**CONSIGNE 1**
Recopiez à l'identique les lignes des enregistrements, depuis la ligne contenant « TARGET: black leather shoe » jusqu'à la fin des enregistrements, bornes comprises.

**PAGE**
A gauche, Ségolène Royal a choisi le thème de la famille pour ses premières propositions. Dans la précampagne présidentielle, les éléphants du PS lui reprochaient de ne s’en tenir aux idées générales. Réagissant aux nouvelles émeutes urbaines, l’ancien ministre de la Famille du gouvernement Jospin veut que les allocations familiales soient mises sous tutelle pour les ayant-droit jugés fautifs dans leur éducation, et « mettre au carré » ces familles, quitte à faire appel aux compétences éducatives de l’armée ! La défaillance des parents est regardée par elle comme cause de traumatisme, de désinsertion voire de délinquance. C’est donc qu’on considère la famille comme fondement de la société et condition de la paix sociale. Voire du dynamisme économique.

Le ministre délégué au Tourisme vient ainsi d’annoncer la création d’un nouveau label national intitulé “Familleplus ». Léon Bertrand explique que des communes vont être évaluées selon des critères en rapport avec les « besoins croissants des familles, notamment en matière de sécurité et d’accueil ». Une façon de proclamer que la France se veut accueillante aux enfants des touristes. Cent millions sont concernés en Europe, estime le ministre qui les considère comme « des prescripteurs mais aussi de futurs consommateurs ».

**CONSIGNE 2**
D'après la page, quel nouveau label national le ministre délégué au Tourisme vient-il d'annoncer ?

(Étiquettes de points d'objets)
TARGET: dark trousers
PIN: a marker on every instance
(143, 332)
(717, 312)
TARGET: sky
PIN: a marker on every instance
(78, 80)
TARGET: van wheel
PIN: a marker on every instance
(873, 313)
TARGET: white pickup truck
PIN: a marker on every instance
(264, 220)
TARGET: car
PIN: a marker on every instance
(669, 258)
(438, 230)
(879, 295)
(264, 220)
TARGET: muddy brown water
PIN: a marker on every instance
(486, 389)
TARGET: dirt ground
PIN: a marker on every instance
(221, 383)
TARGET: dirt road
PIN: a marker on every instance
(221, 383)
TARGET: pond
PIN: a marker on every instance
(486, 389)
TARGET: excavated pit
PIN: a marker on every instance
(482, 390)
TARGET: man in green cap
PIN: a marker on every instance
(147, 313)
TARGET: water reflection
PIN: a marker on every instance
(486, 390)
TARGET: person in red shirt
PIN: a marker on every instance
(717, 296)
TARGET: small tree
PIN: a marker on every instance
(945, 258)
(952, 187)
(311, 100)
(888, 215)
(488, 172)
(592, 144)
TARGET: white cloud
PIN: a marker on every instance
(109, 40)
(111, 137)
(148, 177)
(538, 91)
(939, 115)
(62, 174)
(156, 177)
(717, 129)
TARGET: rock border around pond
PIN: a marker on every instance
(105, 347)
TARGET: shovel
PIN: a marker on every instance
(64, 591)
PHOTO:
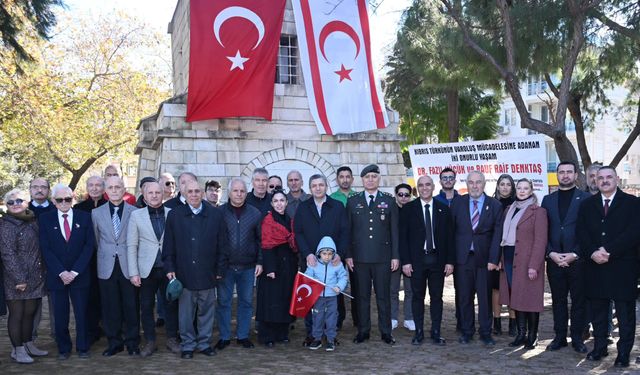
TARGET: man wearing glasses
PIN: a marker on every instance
(275, 183)
(39, 190)
(66, 242)
(447, 181)
(168, 184)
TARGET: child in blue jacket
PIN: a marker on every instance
(325, 310)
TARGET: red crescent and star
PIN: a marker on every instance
(339, 26)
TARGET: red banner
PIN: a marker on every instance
(232, 63)
(305, 293)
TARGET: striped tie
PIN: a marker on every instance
(475, 217)
(115, 219)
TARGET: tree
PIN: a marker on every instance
(24, 18)
(552, 37)
(82, 99)
(434, 85)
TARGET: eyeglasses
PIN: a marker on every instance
(16, 202)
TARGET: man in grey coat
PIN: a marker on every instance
(119, 296)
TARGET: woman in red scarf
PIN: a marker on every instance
(280, 265)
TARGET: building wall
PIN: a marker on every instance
(225, 148)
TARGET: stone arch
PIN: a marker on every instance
(293, 153)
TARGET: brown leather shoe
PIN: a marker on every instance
(149, 348)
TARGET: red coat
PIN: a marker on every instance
(531, 241)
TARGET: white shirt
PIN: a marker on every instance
(61, 221)
(424, 220)
(610, 198)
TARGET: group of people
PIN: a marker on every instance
(187, 251)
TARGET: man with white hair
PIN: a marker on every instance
(67, 243)
(242, 258)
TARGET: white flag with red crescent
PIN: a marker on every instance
(335, 51)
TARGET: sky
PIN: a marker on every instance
(158, 13)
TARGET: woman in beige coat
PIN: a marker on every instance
(523, 249)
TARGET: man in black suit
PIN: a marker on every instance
(478, 231)
(565, 265)
(67, 243)
(427, 255)
(373, 252)
(609, 237)
(315, 218)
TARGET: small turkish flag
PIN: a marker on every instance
(232, 61)
(305, 293)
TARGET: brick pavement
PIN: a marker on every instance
(373, 357)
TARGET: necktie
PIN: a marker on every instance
(427, 227)
(115, 219)
(67, 227)
(475, 216)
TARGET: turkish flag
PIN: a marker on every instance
(335, 50)
(305, 293)
(232, 63)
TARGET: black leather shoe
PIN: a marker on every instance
(221, 344)
(596, 355)
(246, 343)
(464, 339)
(487, 340)
(579, 347)
(209, 352)
(388, 339)
(112, 351)
(621, 361)
(557, 344)
(418, 337)
(360, 338)
(63, 356)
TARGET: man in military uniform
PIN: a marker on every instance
(373, 254)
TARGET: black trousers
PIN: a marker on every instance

**RÉPONSE ATTENDUE 1**
TARGET: black leather shoe
PIN: a marker on every instance
(221, 344)
(596, 355)
(246, 343)
(464, 339)
(487, 340)
(579, 347)
(209, 352)
(388, 339)
(112, 351)
(621, 361)
(557, 344)
(418, 337)
(360, 338)
(63, 356)
TARGET: man in military uniform
PIN: a marker on every instance
(373, 254)
TARGET: black trousers
PIN: a marker on every instance

**RÉPONSE ATTENDUE 2**
Le label « Familleplus ».